------ Vorliegender Text ------

Vom Nutzen der SPD : Verzwickt und verschränkt
So ganz überzeugend ist das alles nicht. Zu offensichtlich sind die depressiven Schübe, welche Hamburgs Sozialdemokraten in immer kürzerer Folge heimsuchen. Ein neuer Parteichef als Muntermacher mag vielleicht einige Symptome lindern können, der Genesungsprozess jedoch wird längere Zeit beanspruchen.
Kommentarvon Sven-Michael Veit
Vor allem, weil die Partei und ihr Petersen in einer Zwickmühle stecken. Der verbalen Abgrenzung gegenüber der Berliner Politik müssten Taten folgen, um glaubwürdig zu sein. Gegen den eigenen Kanzler zu opponieren aber ist ein hochriskanter Drahtseilakt – umso mehr, als die eigene Basis durchaus wacklig ist.
Denn der neue Vorsitzende besitzt mitnichten das uneingeschränkte Vertrauen seiner Partei. Sie hat einfach den gewählt, der diesen Posten unbedingt wollte. Nicht gering ist die Gefahr, dass Bockige sich jetzt mit der Aufforderung „Nun mach du mal“ auf eine Zuschauerrolle zurückziehen: verschränkte Arme statt helfender Hände.

------ Datensatz ------

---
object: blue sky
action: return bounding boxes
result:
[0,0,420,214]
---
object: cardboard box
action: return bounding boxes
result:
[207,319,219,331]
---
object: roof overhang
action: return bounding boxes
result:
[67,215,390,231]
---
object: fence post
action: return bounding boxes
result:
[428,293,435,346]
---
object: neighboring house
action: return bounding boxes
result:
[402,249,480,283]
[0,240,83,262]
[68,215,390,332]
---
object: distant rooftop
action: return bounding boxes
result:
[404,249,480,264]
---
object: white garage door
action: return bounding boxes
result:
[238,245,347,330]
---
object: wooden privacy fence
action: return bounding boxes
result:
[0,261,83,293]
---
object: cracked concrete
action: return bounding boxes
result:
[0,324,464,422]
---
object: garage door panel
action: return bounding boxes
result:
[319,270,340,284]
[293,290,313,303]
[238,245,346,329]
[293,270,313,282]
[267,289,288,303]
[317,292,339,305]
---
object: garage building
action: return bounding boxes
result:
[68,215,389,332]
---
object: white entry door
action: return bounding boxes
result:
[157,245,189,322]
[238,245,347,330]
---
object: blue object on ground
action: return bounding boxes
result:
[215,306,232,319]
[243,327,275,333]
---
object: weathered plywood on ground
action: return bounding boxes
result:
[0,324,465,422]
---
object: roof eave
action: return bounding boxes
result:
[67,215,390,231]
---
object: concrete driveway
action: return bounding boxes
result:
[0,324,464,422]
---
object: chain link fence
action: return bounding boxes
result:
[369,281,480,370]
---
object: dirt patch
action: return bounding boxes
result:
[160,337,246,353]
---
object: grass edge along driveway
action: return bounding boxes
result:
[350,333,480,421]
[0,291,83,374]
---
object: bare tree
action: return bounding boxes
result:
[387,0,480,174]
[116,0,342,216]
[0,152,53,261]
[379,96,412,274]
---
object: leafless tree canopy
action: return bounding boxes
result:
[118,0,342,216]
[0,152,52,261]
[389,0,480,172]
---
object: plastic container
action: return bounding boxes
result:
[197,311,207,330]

------

__Aufgabenstellung 1__. Fassen Sie den Kommentar zur Hamburger SPD in zwei Sätzen zusammen.
__Aufgabenstellung 2__. Setzen Sie den Kommentar zur Hamburger SPD im Anschluss an seinen letzten Satz fort.

__Antwortbereich 1__. Hamburgs Sozialdemokraten werden in immer kürzerer Folge von depressiven Schüben heimgesucht, und ein neuer Parteichef mag zwar einige Symptome lindern, doch der Genesungsprozess wird längere Zeit beanspruchen. Partei und Petersen stecken in einer Zwickmühle, weil der verbalen Abgrenzung von der Berliner Politik Taten folgen müssten, der neue Vorsitzende aber mitnichten das uneingeschränkte Vertrauen seiner Partei besitzt.

__Antwortbereich 2__.
Der Erneuerungsprozess, den die Partei seit über zwei Jahren so beredt im Munde führt, ist noch lange nicht vollendet. Und keineswegs erschöpft er sich in noch so pointierter Opposition gegen den Senat. Die tief greifende Krise der Politik allgemein und der SPD im Besonderen hat ihre Ursache in jahrelang verschleuderter Glaubwürdigkeit.
Vertrauen wieder gewinnen kann aber nur, wer sich nicht selbst misstraut. Zu klären ist vordringlich, wofür die SPD überhaupt noch nutze ist.
Die sich davon Nutzen versprechen, kommen dann schon.